Swap "sunlit leaf" for "sunny leaf" in the entries from the line with "Objective: locate each instance of the sunlit" through the end of the entries, leaving everything else unchanged. Give back only those lines.

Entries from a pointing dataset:
┄┄┄┄┄┄

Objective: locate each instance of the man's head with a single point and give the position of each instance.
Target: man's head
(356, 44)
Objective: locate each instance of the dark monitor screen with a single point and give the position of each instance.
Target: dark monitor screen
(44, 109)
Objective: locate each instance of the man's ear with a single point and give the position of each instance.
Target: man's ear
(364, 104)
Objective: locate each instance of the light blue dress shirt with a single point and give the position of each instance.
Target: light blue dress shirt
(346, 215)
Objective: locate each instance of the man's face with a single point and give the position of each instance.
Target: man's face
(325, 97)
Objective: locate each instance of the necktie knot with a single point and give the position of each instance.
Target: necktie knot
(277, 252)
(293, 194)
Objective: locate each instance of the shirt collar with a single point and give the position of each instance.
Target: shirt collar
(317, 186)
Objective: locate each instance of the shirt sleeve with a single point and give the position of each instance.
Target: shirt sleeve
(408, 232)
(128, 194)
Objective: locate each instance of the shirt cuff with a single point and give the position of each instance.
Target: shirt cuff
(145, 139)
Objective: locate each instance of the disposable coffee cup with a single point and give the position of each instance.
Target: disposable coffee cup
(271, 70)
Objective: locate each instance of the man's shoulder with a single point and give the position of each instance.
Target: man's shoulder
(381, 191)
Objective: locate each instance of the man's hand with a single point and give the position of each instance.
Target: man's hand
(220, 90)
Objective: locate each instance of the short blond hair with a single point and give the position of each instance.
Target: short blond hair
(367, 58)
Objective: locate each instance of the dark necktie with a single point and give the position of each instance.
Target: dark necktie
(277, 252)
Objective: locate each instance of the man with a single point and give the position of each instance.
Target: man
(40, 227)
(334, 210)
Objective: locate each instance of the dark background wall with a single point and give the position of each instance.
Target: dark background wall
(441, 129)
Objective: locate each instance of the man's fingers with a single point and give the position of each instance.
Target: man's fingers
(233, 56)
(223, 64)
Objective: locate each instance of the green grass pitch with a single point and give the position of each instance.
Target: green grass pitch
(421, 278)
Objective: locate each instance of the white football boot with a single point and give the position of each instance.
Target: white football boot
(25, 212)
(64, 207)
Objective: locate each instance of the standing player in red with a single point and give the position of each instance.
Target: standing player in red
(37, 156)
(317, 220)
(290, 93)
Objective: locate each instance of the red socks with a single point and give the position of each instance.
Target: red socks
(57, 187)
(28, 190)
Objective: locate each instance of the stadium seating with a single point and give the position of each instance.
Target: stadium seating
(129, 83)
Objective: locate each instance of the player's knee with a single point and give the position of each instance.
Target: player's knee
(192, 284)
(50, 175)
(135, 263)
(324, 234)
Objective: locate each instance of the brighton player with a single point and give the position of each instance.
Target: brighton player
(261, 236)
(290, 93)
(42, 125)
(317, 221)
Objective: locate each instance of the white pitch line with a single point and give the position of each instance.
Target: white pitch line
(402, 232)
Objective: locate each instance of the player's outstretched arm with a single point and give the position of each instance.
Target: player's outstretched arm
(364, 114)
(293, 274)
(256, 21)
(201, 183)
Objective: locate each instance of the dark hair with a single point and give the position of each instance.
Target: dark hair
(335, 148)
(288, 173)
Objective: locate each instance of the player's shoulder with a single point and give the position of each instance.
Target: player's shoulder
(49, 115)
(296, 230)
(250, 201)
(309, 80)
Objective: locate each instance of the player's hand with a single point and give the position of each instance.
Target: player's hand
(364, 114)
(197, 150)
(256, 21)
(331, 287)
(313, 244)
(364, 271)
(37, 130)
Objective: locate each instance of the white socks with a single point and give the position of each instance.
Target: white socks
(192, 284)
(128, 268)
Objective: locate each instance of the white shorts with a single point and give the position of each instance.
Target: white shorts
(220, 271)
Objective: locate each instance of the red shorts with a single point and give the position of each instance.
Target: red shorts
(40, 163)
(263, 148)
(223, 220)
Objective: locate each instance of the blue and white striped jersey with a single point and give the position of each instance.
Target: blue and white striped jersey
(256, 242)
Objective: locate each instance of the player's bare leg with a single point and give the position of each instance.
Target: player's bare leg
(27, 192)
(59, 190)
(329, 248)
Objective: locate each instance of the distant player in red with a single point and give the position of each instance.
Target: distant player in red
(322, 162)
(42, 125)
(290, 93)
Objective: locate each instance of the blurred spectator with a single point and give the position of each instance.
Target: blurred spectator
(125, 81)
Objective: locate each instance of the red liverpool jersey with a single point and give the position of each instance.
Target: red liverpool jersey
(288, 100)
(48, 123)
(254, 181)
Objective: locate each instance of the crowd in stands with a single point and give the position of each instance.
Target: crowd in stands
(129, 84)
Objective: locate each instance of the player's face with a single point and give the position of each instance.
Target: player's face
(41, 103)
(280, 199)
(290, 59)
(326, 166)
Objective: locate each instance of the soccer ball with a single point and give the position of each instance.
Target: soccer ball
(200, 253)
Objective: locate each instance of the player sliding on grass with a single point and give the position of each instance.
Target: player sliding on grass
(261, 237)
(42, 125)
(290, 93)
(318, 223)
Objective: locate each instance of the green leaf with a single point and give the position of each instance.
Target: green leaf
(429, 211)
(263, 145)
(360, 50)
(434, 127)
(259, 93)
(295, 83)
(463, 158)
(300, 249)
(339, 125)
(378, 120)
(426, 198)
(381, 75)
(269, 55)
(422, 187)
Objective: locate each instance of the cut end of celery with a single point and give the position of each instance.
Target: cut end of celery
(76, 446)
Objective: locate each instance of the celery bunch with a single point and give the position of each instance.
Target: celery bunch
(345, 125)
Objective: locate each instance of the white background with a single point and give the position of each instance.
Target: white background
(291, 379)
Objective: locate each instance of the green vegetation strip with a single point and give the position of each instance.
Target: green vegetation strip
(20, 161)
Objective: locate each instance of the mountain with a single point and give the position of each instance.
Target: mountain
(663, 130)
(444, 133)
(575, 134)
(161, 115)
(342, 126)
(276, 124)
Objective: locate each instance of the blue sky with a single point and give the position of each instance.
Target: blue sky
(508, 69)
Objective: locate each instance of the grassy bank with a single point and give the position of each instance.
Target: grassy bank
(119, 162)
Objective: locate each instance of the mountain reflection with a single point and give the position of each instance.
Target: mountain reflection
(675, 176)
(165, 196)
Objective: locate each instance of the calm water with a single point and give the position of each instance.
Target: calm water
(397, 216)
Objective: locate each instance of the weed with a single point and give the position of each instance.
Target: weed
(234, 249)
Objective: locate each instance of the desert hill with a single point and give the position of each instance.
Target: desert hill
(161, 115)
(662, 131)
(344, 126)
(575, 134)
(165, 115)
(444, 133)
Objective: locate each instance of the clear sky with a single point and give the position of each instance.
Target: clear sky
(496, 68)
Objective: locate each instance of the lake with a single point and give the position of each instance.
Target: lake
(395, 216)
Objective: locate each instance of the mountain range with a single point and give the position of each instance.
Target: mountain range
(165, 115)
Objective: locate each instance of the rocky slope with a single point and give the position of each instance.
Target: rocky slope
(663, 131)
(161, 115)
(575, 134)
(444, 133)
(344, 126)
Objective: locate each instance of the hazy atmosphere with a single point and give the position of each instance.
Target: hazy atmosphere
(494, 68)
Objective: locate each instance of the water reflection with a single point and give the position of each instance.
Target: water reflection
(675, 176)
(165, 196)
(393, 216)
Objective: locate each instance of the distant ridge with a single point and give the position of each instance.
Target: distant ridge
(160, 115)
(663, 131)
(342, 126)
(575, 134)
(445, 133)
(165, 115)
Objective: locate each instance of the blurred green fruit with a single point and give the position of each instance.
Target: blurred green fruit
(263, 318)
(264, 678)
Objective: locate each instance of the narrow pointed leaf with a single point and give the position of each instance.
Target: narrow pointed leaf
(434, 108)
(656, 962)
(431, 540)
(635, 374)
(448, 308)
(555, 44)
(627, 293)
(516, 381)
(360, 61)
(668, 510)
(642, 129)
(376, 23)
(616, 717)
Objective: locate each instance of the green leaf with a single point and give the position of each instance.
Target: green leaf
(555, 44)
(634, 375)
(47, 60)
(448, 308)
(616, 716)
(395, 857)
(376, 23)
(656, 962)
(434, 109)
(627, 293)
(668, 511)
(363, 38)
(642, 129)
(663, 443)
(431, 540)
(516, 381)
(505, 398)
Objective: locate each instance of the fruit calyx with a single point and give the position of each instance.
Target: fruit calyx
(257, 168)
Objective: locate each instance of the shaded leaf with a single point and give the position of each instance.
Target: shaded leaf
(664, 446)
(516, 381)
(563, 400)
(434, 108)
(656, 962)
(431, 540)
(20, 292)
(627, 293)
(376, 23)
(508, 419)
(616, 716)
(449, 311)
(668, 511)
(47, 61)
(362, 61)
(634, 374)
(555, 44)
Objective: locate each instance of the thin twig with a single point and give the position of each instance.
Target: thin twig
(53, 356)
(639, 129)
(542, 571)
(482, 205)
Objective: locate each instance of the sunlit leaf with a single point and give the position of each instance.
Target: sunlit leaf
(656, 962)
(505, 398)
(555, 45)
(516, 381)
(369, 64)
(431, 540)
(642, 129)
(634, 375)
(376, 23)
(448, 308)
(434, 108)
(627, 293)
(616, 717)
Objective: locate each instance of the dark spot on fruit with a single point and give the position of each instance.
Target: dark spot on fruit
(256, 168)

┄┄┄┄┄┄

*Response for this exercise*
Objective: locate each instance of the sunny leaf with a single point and give the position of each instance.
Target: sunny leaf
(656, 962)
(505, 398)
(555, 45)
(516, 381)
(369, 64)
(431, 540)
(642, 129)
(634, 375)
(376, 23)
(448, 308)
(434, 108)
(627, 293)
(616, 717)
Objective: locate each instance of the dark spot on fruit with a single point and give the position of each instance.
Target: dark spot on fruit
(256, 168)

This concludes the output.